Everything from the line that contains "of the smartwatch" through the last line of the listing must be copied exactly, with both of those lines included and no others.
•••••
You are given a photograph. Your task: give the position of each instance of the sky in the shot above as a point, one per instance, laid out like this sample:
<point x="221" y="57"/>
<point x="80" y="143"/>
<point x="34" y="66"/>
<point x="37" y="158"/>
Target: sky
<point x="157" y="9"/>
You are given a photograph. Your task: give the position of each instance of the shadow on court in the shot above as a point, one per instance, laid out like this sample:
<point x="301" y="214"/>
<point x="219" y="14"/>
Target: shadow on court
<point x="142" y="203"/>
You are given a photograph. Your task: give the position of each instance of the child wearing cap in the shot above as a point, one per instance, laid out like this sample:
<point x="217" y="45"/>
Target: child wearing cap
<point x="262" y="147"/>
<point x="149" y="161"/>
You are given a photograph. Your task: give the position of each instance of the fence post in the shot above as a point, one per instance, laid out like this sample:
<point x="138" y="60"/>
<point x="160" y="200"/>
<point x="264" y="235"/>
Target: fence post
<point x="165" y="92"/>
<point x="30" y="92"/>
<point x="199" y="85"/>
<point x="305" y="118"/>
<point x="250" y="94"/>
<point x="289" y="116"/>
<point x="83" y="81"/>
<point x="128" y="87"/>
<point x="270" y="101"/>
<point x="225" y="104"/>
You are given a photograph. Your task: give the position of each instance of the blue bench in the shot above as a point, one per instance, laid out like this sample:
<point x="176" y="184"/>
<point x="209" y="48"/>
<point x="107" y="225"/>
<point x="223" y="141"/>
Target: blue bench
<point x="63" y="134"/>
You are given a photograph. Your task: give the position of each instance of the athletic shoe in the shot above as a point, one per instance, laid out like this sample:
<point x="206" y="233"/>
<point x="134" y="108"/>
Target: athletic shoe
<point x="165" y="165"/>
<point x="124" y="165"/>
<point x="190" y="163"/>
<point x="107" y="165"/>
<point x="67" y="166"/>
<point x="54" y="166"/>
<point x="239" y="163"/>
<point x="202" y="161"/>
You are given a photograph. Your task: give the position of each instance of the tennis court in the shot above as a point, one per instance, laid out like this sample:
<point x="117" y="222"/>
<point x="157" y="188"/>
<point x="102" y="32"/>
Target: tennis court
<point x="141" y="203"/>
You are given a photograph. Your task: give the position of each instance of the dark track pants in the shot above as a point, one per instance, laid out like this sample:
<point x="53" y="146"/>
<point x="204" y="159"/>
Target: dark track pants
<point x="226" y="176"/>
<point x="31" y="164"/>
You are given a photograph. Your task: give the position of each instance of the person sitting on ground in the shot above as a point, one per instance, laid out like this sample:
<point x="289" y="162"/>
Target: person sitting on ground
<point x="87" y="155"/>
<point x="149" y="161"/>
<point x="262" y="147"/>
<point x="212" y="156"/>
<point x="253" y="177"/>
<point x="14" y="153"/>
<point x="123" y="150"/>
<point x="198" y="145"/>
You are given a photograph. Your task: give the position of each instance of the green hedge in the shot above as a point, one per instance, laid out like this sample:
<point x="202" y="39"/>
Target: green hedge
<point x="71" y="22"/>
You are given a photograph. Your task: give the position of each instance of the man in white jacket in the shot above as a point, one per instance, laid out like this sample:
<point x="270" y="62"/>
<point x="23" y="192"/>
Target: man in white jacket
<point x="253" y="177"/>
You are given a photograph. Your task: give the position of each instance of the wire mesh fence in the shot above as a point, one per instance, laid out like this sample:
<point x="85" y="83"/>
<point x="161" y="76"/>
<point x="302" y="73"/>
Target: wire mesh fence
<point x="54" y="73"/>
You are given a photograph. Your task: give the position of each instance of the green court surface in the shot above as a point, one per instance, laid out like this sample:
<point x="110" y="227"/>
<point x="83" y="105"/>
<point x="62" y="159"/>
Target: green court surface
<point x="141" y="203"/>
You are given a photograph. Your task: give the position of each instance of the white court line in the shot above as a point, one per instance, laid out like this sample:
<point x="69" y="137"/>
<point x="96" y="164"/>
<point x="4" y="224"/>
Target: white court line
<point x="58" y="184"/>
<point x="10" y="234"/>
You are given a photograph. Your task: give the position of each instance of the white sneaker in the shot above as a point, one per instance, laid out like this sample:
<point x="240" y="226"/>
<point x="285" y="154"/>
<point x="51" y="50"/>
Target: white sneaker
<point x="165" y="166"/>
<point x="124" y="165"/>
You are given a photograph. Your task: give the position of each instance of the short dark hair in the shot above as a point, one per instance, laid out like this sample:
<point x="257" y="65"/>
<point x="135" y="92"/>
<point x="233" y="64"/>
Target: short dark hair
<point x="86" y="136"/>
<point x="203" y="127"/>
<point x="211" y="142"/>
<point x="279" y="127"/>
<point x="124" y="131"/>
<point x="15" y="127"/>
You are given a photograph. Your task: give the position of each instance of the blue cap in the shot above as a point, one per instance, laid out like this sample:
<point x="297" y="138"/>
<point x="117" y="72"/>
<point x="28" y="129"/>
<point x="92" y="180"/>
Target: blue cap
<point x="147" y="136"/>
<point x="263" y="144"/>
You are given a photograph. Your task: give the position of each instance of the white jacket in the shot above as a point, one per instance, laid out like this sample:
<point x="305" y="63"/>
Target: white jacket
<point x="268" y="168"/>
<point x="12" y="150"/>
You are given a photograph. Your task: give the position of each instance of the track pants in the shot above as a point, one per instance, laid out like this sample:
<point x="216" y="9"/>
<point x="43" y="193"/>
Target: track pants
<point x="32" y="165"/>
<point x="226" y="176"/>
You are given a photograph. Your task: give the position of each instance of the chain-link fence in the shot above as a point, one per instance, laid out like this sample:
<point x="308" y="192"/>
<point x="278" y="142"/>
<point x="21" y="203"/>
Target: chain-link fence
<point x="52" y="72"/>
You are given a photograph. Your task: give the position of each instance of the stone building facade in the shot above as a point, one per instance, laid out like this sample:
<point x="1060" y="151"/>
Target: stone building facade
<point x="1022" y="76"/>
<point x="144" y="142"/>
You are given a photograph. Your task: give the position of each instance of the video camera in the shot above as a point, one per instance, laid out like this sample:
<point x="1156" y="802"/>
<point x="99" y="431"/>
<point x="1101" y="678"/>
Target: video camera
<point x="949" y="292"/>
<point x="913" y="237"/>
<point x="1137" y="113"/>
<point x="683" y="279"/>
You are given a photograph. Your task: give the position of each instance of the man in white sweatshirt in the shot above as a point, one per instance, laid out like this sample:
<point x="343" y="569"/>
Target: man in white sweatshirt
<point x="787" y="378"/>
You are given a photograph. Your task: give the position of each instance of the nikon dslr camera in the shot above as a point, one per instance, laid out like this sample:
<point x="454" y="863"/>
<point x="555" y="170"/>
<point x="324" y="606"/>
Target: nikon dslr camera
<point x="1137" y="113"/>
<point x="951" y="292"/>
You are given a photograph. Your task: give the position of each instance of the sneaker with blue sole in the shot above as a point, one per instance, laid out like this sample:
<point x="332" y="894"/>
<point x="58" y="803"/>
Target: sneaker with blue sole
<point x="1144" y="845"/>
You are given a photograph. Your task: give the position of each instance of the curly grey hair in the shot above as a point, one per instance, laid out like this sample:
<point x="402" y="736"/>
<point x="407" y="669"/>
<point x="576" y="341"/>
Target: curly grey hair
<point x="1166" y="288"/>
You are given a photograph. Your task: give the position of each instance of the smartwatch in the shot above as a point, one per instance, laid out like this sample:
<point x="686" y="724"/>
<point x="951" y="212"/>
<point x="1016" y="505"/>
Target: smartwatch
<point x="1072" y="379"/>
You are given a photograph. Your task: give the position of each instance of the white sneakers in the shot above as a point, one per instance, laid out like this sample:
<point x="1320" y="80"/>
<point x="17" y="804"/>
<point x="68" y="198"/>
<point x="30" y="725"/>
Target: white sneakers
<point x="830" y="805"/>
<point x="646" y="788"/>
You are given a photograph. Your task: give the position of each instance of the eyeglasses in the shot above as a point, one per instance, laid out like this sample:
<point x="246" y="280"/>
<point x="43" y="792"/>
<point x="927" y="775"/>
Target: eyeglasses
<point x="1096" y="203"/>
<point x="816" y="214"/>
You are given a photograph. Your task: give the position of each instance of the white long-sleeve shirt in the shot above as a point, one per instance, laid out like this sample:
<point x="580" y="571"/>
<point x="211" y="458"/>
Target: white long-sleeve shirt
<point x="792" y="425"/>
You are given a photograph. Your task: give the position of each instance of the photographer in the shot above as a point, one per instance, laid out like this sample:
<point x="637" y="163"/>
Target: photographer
•••••
• Exercise response
You are given a photograph. Your task: give the position of each instance of the smartwatch in the shot above as a point, one per instance, laid out like this sample:
<point x="686" y="724"/>
<point x="951" y="212"/>
<point x="1016" y="505"/>
Target: smartwatch
<point x="1072" y="379"/>
You are given a photograph. Your task: give the position of each instance of the white sneakers in the shot above as a point, one per instance, laid out like this sample:
<point x="1320" y="80"/>
<point x="17" y="804"/>
<point x="68" y="198"/>
<point x="30" y="725"/>
Target: white sneakers
<point x="830" y="805"/>
<point x="646" y="788"/>
You are given a photograph. Your task: give the position of each instance of the eyeglasses in the shot above as a point, one per instance, laid out like this sample:
<point x="246" y="280"/>
<point x="43" y="792"/>
<point x="927" y="775"/>
Target: eyeglasses
<point x="1096" y="203"/>
<point x="816" y="214"/>
You are given a photograph. Your task: give the position of each instance of the white long-sleeve shirt in the shot above as a point, one per instance, laid out like this sample:
<point x="580" y="571"/>
<point x="211" y="458"/>
Target: white long-sleeve shirt
<point x="792" y="425"/>
You are given a photograph. Your task: give the position of each instance of the photographer in the shot above as a point, one per instance, laid out like this sample:
<point x="637" y="163"/>
Target: photographer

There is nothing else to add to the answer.